- [Excerpt]
- Good gas mileage given its features
- Long list of electronic features
- Easy to maneuver
- Multiple safety features
- Engine note harsh and obtrusive
- Handling soft and uninspiring
- Control interface requires attention
- Marginal rear headroom, shallow trunk
- No longer has highest gas mileage
The 2012 Lexus HS 250h offers lots of technology along with its high gas mileage, but it's not engaging to drive, nor is its level of luxury particularly spectacular.
The 2012 Lexus HS 250h hasn't exactly set the sales charts on fire, and with the arrival of the Lincoln MKZ Hybrid last year, it lost its title as the luxury hybrid sedan with the highest gas mileage. Introduced as a 2010 model, it uses some parts from the iconic Toyota Prius hybrid, along with a larger 2.4-liter four-cylinder engine and hybrid system like the one used in the Toyota Camry Hybrid. It has relatively less in common, though, with the newer Lexus CT 200h luxury hybrid hatchback, which is slightly smaller inside.
The blunt nose and cab-forward body give the HS 250h distinctive silhouette, but it's nowhere near as sleek as other Lexus sedans. Size-wise, the HS 250h is larger than the Mercedes-Benz C-Class and the Lexus IS, the compact Lexus sport sedan, though it's about six inches shorter than the softer Lexus ES sedan.

- [Data provided]
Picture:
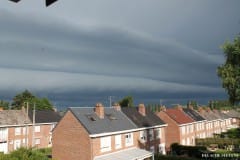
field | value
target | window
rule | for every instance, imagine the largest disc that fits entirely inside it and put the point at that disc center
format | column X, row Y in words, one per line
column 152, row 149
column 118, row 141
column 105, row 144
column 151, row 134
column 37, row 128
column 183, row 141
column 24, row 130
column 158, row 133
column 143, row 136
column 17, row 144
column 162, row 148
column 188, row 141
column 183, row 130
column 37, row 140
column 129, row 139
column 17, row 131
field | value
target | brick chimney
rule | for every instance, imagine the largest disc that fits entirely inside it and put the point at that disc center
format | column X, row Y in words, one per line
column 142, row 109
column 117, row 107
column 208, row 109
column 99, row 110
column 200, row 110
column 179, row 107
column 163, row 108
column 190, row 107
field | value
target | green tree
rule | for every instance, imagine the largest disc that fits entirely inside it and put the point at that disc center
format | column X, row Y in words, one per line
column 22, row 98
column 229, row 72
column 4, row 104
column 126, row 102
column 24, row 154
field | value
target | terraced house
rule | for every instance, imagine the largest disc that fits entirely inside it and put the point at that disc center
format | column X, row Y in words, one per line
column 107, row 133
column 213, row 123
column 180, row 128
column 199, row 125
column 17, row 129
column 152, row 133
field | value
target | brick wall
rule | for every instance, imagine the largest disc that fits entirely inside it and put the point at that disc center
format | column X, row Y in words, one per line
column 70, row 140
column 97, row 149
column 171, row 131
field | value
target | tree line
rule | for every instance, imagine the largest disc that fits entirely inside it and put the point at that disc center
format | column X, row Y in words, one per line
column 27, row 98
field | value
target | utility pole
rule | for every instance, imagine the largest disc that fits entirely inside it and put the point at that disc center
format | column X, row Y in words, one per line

- [Set tasks]
A - List every vehicle model other than the HS 250h that the Lexus HS 250h review names.
B - Extend the Lexus HS 250h review past its final sentence.
The lines stand apart from the Lexus HS 250h review.

- [Final answers]
A -
- Lincoln MKZ Hybrid
- Toyota Prius
- Toyota Camry Hybrid
- Lexus CT 200h
- Mercedes-Benz C-Class
- Lexus IS
- Lexus ES

B -
Inside, the instrument panel has a futuristic design with a center stack that's wedged outward, containing the audio, climate, and infotainment controls. If the optional navigation system is included, its screen pops up from the center of the dash. It's controlled with the Lexus Remote Touch mouse controller on the console, which is more intuitive and simpler than many of the screen-controls systems in other luxury brands--though it does require the driver to focus on the screen, rather than the road, for a long time.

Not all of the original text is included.